◆ **What the task requires**
Repeat the data exactly, every last line of it.

(Data provided)

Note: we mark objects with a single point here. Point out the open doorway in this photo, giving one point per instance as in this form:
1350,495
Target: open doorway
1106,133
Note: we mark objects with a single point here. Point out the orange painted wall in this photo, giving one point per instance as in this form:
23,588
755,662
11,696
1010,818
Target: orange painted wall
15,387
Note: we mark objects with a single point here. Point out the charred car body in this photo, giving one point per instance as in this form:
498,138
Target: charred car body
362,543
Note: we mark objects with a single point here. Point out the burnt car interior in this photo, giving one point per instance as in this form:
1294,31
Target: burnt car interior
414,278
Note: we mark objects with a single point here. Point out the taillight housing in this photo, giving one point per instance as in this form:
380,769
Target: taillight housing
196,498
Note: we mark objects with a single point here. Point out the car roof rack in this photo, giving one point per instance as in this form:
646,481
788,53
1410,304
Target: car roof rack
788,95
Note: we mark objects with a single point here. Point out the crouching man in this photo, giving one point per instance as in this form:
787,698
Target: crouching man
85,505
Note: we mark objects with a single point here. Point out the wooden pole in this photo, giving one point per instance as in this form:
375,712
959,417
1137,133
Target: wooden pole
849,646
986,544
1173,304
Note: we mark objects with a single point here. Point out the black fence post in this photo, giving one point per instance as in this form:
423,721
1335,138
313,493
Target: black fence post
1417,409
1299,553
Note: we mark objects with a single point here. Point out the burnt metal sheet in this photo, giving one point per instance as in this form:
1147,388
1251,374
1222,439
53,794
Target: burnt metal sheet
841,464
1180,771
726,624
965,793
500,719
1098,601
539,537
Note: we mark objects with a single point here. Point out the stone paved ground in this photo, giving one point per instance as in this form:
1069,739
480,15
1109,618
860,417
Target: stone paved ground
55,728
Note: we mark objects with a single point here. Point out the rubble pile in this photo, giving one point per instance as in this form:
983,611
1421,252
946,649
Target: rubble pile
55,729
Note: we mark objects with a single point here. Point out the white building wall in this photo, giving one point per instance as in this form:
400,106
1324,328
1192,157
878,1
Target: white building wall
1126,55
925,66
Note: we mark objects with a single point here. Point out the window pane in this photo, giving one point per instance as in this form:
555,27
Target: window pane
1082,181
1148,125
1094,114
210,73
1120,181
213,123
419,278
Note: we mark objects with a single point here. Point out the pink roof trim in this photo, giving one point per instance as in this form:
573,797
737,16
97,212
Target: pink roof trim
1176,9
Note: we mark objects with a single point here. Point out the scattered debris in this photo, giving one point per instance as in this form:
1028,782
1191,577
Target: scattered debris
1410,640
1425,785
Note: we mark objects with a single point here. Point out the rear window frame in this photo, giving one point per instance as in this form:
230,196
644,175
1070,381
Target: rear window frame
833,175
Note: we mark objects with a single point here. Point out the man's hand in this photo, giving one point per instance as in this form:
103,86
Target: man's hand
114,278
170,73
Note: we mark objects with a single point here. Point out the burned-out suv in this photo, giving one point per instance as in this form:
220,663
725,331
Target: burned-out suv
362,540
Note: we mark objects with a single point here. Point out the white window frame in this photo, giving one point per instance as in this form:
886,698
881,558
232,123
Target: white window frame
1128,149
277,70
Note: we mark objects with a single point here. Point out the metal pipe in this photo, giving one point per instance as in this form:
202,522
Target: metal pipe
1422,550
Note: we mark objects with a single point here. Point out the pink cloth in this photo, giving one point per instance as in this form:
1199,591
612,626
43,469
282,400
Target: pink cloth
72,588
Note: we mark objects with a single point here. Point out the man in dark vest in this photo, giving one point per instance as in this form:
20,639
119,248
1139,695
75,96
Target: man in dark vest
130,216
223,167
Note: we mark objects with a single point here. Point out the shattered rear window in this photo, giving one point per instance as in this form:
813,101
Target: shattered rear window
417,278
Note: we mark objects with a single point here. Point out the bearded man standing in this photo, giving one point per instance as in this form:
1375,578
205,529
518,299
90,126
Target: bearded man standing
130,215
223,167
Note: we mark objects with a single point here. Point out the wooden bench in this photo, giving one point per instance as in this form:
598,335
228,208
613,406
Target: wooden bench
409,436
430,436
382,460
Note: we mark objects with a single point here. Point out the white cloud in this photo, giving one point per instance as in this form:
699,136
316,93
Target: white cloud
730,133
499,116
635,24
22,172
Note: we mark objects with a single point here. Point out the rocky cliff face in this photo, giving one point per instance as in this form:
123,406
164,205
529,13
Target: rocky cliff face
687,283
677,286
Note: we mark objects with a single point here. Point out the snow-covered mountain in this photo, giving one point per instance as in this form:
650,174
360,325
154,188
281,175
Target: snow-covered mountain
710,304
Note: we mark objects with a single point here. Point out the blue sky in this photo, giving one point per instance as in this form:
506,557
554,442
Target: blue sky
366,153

(End Data provided)

◆ **Answer box**
Note: we mark objects with a single point here. Point out the open doorway in this photo, giving one point per instance as in this form:
1350,495
Target: open doorway
1106,133
Note: we mark objects with a single point here. Point out the orange painted wall in this photo, giving one point per instance as in this form:
23,588
755,662
11,696
1010,818
Target: orange painted wall
15,387
Note: we mark objects with a single point here. Point out the charred car body in this photo, giving one point per instance as in this form:
498,138
Target: charred car body
362,543
Note: we mark objects with a single point here. Point out the burnt car interior in this photo, giving one point per instance as in this form:
1294,31
Target: burnt car interior
414,278
Note: we mark objects with a single point here. Point out the taillight housing in this photo, giving one point per instance as in this form:
380,769
Target: taillight housing
196,498
Note: we mark objects with a single point here. Point out the car roof rack in this photo, giving one point per instance as in this form:
646,481
788,53
1410,304
Target: car roof rack
788,95
Note: we mark objects with a single point here. Point out the crouching man in this photo, giving one point per instance as in this form:
787,698
Target: crouching man
85,505
Note: we mark objects with a single point here. Point out the wooden pole in this photo, giving one point per instance as in this form:
375,712
959,417
1137,133
Target: wooden pole
849,646
986,544
1173,304
Note: we mark objects with a single point here. Point out the black fence post in this photo, giving one point per instance as in this form:
423,721
1335,138
313,493
Target: black fence post
1417,409
1299,553
Note: we mark objects with a single point here. Point out the burnt metal sheet in this photo, giving one point per instance as in this form:
1147,388
1251,374
1222,439
53,794
Target: burnt metal sheet
841,464
1180,771
726,624
965,793
500,719
1098,601
539,537
Note: we mark objects with a single point here. Point out the stone paved ground in this photo, giving one point per instance as in this form:
1069,739
480,15
1109,618
860,417
Target: stone paved ground
55,728
Note: we mark objects with a single point here. Point out the rubble pile in this photo, giving one point per instance as in this form:
983,611
1421,252
946,649
Target: rubble pile
55,729
Note: we mark objects with a single point here. Point out the white building wall in this photo, giving one point per instance as in this form:
400,106
1324,328
1192,157
878,1
Target: white building wall
1126,55
925,66
Note: we mark objects with a single point here. Point out the window pane in this photo, giving one point per instance as in this form:
555,27
Target: window pane
1082,181
1148,125
1094,114
210,73
1120,181
213,123
419,278
Note: we mark objects with a single point here. Point out the pink roof trim in this photo, giving one point per instance as in this form:
573,797
737,16
97,212
Target: pink roof trim
1176,9
Note: we mark objects with a single point here. Point out the scattered debris in this photo, giving one point per instance as in this form:
1028,782
1191,577
Target: scattered debris
1410,640
1425,785
Note: we mark objects with a single point here. Point out the rear window frame in this photo, giving one point per instance as in this form:
230,196
644,175
1070,381
Target: rear window frame
833,175
Note: we mark objects with a single point here. Point out the man's hand in this photo, giving one point per instance as in this form:
103,86
Target: man's hand
114,278
170,73
Note: we mark objects with a single point here. Point out the burned-out suv in this photo, giving one point per instance as in this form:
220,663
725,331
Target: burned-out suv
362,540
Note: we mark objects with a single point here. Point out the white window frame in this photo, giving one point per instance as in this form:
886,698
881,558
232,123
Target: white window frame
1128,149
277,70
Note: we mark objects with a single point here. Point out the metal pipe in this photo, giving one point per instance as in this form:
202,522
Target: metal pipe
1422,550
Note: we mark objects with a single point here. Point out the pink cloth in this photo, giving one point per instance as in this form:
1199,591
612,626
43,469
282,400
Target: pink cloth
72,588
Note: we mark objects with a single point here. Point out the man in dark vest in this photo, giving one point per instance as in this form:
20,639
119,248
1139,695
75,96
Target: man in dark vest
130,216
223,167
Note: we mark objects with a single point here. Point out the shattered rear window in this photo, giving one point per instance as in this form:
813,101
Target: shattered rear window
417,278
Note: we mark objects with a single point here. Point out the bearded man standing in this photo, giving one point per instance as in this form:
1375,578
205,529
518,299
90,126
Target: bearded man standing
130,215
223,167
Note: we mark objects with a single point here. Point out the wooden bench in this photo, giving one point per instance as in this form:
598,335
228,208
613,406
Target: wooden bench
409,436
430,436
382,460
Note: we mark objects with a single point here. Point out the white cloud in this photo, giving one point per instance as in this form:
699,136
316,93
Target: white cloud
730,133
499,116
635,24
22,172
Note: we mark objects with a single point here. Point out the rocky cliff face in this photo, giving one point per instance as in this form:
123,406
164,205
529,13
Target: rocky cliff face
687,283
677,286
Note: we mark objects with a single point here. Point out the snow-covered mountain in this photo, giving one point per instance as in this form:
650,174
360,325
154,188
281,175
Target: snow-covered mountain
710,304
Note: we mark objects with a single point here. Point out the blue sky in this photo, giving one point per instance as in this form:
506,557
554,442
Target: blue sky
366,153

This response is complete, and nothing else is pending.